Data items:
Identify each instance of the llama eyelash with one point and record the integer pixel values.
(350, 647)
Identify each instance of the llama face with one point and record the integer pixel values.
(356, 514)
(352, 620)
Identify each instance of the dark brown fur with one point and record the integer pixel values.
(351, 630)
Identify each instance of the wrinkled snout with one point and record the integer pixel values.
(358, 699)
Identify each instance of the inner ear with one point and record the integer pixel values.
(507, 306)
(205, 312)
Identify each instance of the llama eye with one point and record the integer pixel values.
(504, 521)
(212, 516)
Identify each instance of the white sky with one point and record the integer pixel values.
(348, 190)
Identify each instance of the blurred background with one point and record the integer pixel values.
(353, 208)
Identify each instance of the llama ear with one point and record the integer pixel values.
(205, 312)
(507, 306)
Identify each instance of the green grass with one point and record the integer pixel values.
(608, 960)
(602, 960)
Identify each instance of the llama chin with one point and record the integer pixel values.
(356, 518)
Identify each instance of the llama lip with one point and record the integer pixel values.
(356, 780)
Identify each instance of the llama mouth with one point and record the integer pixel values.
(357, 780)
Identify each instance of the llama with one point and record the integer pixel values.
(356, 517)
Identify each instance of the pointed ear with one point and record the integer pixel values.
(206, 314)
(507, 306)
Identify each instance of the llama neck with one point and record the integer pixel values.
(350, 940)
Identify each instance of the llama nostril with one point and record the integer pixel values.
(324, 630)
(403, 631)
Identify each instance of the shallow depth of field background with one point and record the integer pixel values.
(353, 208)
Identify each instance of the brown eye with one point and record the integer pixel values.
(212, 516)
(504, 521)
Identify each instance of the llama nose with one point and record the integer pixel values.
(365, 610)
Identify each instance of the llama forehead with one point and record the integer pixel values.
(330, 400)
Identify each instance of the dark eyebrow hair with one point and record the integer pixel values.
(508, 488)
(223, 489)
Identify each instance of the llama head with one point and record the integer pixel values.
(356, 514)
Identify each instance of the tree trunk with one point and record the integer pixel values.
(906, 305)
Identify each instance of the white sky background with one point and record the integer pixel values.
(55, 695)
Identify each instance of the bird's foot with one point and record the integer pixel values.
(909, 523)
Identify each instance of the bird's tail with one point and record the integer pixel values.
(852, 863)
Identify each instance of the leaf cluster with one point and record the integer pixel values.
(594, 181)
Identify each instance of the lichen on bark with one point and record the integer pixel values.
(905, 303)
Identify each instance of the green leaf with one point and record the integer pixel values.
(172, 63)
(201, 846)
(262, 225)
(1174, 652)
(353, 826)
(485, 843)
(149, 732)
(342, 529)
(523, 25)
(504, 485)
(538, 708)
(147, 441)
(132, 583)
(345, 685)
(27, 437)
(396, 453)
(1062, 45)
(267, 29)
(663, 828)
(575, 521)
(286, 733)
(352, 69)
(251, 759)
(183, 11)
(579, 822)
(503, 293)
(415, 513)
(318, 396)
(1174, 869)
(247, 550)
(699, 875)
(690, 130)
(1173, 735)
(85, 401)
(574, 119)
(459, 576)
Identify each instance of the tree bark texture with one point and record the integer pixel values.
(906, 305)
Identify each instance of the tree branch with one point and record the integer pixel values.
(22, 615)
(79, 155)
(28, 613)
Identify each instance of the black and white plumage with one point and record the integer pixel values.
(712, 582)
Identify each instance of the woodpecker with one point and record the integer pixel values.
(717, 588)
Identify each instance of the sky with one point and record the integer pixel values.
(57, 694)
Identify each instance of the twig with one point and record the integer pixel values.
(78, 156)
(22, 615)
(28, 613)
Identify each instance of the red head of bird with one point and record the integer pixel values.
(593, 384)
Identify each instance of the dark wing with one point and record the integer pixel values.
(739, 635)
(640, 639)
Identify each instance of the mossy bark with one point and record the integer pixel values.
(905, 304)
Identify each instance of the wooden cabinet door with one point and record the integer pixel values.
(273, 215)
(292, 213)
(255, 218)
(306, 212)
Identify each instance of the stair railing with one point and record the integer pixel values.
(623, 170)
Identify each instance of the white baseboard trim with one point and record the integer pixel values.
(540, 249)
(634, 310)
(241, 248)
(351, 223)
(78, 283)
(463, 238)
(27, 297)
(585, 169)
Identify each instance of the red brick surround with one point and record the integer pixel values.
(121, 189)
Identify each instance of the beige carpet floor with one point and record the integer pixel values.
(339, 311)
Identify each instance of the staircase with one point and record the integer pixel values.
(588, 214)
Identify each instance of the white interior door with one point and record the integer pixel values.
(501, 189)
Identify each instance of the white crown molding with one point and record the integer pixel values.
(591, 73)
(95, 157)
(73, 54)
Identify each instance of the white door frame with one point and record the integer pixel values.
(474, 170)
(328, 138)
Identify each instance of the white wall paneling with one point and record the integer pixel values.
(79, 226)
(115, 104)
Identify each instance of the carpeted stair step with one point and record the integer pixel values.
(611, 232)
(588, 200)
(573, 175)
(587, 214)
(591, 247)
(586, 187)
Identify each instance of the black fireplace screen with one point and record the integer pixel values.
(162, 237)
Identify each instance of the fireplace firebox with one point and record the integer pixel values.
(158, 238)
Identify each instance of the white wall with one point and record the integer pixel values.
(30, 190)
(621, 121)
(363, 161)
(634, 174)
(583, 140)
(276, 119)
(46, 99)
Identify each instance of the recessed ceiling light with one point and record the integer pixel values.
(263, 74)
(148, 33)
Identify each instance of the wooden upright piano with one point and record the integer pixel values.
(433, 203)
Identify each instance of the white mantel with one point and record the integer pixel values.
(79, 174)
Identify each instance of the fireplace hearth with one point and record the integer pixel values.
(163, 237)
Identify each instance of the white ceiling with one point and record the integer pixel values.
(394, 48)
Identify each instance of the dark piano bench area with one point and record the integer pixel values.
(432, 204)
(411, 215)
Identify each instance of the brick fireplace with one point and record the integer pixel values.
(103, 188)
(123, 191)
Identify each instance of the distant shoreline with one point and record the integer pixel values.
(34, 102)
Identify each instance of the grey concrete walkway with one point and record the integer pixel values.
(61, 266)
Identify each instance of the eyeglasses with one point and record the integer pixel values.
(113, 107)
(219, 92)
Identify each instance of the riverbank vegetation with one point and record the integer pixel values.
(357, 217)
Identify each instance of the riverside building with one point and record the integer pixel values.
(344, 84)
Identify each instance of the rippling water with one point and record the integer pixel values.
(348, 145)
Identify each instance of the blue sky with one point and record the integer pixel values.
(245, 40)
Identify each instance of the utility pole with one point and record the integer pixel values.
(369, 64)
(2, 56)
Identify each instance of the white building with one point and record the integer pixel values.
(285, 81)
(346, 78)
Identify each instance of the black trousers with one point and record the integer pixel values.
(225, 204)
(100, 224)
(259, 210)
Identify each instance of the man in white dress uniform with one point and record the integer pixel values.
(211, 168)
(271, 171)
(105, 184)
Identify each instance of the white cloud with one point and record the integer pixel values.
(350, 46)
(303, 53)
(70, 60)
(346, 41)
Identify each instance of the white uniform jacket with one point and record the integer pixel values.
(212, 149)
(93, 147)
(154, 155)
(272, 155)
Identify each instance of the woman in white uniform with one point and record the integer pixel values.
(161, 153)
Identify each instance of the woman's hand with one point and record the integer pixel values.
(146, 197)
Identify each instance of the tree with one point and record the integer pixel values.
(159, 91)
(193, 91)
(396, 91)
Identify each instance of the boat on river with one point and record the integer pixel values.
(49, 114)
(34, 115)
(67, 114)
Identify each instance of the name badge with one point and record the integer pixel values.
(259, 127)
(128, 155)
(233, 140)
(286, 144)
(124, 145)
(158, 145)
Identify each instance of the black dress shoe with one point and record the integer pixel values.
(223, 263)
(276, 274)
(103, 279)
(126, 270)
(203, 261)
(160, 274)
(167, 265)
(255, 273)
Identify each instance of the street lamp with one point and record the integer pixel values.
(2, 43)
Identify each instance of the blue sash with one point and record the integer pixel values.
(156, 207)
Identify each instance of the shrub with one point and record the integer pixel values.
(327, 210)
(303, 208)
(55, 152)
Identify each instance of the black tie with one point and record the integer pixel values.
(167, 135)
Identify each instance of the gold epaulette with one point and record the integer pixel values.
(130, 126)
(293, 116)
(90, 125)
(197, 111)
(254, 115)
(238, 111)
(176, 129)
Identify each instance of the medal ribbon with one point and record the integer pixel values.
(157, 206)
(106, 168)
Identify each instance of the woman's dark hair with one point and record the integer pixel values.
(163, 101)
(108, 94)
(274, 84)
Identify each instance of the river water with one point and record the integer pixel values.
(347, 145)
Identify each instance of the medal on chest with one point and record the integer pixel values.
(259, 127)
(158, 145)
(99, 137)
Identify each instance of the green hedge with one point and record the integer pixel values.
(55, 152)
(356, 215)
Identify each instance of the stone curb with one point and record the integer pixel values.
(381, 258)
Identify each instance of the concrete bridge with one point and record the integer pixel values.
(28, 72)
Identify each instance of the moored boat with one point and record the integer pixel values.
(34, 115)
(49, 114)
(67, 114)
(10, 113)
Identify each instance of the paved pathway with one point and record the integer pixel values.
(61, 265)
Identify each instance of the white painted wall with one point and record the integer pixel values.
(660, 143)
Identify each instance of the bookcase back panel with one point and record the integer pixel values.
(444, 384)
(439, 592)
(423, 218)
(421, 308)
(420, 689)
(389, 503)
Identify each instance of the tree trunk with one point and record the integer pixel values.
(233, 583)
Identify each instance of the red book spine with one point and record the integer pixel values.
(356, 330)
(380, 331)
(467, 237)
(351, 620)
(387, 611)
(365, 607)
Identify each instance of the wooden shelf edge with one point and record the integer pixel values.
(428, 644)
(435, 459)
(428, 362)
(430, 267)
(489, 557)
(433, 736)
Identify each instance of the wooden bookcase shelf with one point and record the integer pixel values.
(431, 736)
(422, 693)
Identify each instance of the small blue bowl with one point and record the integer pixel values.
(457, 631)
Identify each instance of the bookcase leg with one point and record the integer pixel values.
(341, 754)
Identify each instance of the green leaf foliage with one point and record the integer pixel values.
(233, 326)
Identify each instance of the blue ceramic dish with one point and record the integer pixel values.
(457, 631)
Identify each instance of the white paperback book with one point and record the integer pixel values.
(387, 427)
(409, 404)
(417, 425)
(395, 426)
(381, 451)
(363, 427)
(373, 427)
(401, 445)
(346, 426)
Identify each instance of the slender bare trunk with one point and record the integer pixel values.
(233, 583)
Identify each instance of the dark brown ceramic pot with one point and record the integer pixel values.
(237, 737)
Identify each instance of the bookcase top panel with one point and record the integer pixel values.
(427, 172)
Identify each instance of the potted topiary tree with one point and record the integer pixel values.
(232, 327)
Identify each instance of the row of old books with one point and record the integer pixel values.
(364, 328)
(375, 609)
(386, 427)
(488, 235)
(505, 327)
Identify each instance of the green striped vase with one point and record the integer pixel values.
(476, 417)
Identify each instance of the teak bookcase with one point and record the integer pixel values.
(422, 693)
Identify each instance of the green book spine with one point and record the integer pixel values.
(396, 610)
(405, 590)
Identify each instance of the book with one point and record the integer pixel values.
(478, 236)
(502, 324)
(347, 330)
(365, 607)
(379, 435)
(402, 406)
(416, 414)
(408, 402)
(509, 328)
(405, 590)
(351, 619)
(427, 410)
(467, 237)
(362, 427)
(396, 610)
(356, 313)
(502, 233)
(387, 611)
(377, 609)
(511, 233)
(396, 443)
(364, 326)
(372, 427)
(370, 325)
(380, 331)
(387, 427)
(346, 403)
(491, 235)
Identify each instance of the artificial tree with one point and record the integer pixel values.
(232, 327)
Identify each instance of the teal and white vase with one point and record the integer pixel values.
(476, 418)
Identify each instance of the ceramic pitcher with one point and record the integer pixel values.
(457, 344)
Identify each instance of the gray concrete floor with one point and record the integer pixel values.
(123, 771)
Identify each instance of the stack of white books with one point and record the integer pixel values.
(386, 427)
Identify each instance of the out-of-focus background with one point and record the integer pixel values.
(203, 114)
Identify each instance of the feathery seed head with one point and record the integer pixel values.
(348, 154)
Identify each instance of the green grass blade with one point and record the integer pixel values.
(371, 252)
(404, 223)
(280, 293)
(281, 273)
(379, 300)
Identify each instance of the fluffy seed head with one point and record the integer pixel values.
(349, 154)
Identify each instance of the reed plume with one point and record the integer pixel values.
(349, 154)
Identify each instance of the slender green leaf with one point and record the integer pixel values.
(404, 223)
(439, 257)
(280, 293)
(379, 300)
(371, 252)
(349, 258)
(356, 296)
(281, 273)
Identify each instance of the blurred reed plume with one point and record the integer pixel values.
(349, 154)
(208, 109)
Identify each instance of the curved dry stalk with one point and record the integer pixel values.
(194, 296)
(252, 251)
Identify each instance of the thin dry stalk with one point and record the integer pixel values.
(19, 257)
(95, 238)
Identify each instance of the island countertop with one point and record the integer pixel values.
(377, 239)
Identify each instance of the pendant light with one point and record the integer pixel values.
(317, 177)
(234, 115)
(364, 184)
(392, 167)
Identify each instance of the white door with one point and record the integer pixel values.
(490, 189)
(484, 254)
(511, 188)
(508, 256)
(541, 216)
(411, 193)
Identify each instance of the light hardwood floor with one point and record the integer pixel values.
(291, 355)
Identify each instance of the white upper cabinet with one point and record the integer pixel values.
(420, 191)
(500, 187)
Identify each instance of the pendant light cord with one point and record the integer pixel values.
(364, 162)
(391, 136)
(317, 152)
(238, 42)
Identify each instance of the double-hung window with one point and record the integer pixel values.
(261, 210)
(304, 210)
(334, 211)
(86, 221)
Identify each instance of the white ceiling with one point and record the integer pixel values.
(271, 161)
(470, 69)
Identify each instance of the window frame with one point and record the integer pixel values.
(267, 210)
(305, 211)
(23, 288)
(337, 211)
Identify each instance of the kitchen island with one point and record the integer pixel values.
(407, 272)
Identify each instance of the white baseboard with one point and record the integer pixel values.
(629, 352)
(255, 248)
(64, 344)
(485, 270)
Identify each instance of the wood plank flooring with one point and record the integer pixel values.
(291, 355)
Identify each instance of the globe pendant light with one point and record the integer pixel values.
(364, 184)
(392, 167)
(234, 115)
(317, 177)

**Given instruction:**
Can you output the lines of the material exactly, starting at the line that contains "Identify each instance of the light" and ending at the last line of the material, with both of those lines included?

**Final result:**
Identify each instance of the light hardwood floor with one point and record the integer pixel values.
(291, 355)
Identify each instance of the white upper cabinet with one point and record the integer pixel values.
(420, 191)
(500, 187)
Identify each instance of the pendant light cord with one point and record the integer pixel values.
(364, 162)
(391, 136)
(317, 152)
(238, 42)
Identify each instance of the double-hung window with one point and record the integer pixel values.
(261, 210)
(304, 210)
(334, 211)
(86, 221)
Identify each instance of the white ceiling with one point and record the integer pixel values.
(271, 161)
(470, 69)
Identify each instance of the window frame with one point and record the integer pixel values.
(267, 210)
(305, 211)
(23, 288)
(337, 211)
Identify each instance of the kitchen island with one point and record the integer pixel values.
(407, 272)
Identify each instance of the white baseboard with one point and record the integer pixel values.
(629, 352)
(255, 248)
(64, 344)
(485, 270)
Identify each instance of the wood plank flooring with one point and record the integer pixel values.
(291, 355)
Identify each instance of the globe pendant light with one point and record the integer pixel values.
(364, 184)
(392, 167)
(234, 115)
(317, 177)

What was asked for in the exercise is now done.